• **PROBLEM DESCRIPTION**:
Give back exactly the lines from the "Please put a marker on the hand" line to the final line of the records, and only those, minus any pictures.
********
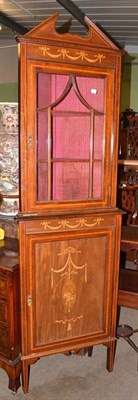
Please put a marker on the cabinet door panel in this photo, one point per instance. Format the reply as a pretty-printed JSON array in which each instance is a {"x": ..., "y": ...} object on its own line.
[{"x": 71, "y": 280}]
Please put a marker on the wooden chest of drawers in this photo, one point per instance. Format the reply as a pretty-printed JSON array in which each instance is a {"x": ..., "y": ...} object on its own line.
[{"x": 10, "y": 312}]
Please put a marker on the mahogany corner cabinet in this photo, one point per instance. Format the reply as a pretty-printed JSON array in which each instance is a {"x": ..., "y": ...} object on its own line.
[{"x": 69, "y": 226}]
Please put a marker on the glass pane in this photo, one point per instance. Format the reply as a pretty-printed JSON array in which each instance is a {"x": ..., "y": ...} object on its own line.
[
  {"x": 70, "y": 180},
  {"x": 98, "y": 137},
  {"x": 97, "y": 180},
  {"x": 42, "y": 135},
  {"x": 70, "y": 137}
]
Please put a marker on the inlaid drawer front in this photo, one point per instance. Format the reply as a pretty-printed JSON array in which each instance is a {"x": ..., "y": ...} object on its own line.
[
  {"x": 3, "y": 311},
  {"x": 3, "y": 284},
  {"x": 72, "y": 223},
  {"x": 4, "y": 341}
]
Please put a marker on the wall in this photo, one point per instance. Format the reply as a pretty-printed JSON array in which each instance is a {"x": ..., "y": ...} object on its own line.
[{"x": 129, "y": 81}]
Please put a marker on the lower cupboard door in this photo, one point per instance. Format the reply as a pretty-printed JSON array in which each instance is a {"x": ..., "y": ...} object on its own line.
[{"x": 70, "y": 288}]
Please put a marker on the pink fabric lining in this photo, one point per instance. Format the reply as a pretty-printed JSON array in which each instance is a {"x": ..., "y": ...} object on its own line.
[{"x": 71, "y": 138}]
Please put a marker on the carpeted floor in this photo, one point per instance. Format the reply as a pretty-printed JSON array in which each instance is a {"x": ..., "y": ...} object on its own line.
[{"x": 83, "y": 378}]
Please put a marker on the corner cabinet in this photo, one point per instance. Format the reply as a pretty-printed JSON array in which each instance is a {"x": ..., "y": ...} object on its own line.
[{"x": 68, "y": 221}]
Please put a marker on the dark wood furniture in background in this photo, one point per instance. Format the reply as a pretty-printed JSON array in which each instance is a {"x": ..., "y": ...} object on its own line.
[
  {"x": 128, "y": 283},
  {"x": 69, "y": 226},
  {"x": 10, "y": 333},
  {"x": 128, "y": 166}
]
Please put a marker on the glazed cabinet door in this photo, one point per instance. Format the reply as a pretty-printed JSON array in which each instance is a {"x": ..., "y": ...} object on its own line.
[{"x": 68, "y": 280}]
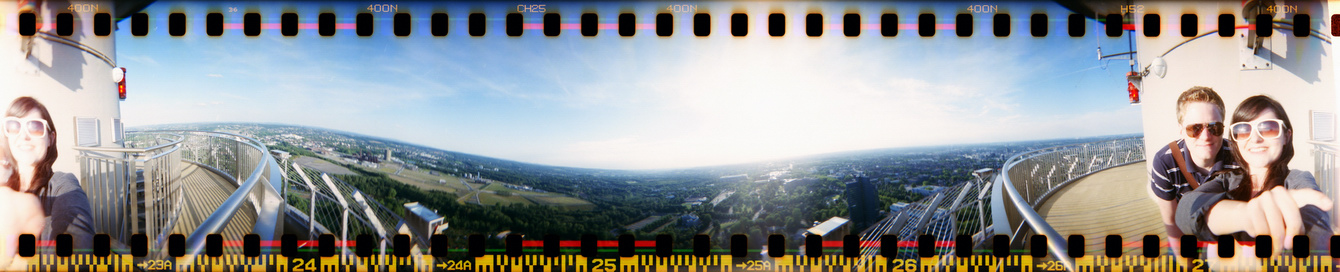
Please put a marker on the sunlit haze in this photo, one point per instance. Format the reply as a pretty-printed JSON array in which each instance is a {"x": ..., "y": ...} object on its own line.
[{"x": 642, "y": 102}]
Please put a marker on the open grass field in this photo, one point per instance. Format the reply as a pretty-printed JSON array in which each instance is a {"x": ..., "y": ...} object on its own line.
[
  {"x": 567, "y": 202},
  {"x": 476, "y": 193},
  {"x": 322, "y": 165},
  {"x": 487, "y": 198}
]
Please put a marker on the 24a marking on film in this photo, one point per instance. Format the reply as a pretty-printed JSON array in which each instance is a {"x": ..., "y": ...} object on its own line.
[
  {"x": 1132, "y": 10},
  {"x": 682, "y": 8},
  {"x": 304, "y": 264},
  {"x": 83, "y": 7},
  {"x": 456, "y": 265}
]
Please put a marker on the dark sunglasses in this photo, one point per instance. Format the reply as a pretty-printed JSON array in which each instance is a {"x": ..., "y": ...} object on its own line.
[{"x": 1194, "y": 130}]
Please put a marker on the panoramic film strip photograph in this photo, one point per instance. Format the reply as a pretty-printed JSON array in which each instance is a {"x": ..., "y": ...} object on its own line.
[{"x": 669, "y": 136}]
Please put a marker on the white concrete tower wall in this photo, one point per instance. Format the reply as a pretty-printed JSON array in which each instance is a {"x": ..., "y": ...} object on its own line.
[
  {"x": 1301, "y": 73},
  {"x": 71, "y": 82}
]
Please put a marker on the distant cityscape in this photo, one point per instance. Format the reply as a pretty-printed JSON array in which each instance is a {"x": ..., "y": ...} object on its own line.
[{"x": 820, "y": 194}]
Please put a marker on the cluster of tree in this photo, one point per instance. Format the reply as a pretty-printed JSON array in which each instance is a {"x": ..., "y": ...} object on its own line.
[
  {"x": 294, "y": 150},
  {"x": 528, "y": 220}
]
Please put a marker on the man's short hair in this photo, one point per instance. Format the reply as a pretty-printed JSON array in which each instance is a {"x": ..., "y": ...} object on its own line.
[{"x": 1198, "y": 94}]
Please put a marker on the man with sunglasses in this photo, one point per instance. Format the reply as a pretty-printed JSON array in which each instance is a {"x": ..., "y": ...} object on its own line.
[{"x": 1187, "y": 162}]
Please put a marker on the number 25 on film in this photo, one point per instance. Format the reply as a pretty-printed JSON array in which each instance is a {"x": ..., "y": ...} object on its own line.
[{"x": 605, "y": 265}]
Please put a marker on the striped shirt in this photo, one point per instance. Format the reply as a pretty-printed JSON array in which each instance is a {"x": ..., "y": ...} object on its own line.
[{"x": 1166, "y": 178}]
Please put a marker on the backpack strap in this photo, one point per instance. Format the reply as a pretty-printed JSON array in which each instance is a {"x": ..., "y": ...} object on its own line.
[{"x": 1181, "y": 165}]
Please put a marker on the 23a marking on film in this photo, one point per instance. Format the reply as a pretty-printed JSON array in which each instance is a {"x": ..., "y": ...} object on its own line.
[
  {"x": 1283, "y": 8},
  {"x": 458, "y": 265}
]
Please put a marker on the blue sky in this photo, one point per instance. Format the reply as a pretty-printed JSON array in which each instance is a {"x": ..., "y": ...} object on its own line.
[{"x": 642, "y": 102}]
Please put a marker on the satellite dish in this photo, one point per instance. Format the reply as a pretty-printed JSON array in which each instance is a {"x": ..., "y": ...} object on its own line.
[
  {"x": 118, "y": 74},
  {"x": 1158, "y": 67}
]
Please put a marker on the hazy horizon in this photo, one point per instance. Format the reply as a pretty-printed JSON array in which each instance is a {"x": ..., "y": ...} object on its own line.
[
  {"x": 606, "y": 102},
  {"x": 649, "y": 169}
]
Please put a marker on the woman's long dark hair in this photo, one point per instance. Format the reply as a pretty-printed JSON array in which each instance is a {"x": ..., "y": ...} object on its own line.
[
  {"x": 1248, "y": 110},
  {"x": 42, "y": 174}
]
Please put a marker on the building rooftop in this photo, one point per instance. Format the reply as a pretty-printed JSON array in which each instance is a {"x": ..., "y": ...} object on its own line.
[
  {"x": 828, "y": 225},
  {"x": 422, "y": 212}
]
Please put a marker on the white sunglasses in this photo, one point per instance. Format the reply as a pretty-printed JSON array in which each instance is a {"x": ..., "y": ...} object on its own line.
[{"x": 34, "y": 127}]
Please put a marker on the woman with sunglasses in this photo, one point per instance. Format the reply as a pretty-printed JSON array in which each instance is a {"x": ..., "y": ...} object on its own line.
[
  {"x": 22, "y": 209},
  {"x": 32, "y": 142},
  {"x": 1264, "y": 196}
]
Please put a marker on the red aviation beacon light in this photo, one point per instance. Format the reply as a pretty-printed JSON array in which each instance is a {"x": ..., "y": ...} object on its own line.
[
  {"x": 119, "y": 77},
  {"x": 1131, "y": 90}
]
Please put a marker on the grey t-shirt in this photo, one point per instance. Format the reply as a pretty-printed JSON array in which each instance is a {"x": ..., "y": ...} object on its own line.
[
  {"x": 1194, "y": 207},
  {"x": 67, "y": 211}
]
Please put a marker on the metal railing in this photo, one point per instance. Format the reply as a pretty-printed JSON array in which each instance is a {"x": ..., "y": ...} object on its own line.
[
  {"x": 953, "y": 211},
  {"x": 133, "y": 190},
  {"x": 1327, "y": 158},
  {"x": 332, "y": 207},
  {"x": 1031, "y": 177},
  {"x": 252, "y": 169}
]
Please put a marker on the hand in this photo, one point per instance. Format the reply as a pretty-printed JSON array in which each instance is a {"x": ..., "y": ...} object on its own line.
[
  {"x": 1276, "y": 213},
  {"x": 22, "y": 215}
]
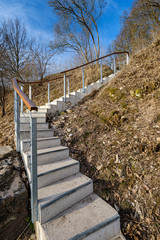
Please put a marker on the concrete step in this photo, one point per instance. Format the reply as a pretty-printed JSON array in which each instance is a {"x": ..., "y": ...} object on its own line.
********
• **TASK SOLUTION**:
Please put a marker on the hand in this photo, one point per instance. Format the reply as a pretty-printed JSON array in which each instance is a {"x": ..., "y": ...} object on its own line.
[
  {"x": 1276, "y": 213},
  {"x": 22, "y": 215}
]
Please put a marker on the concrete step in this photo, one point per instance. Format the reply as a pretty-printed JSON array in which each instance is a {"x": ..., "y": ...} object on its own line.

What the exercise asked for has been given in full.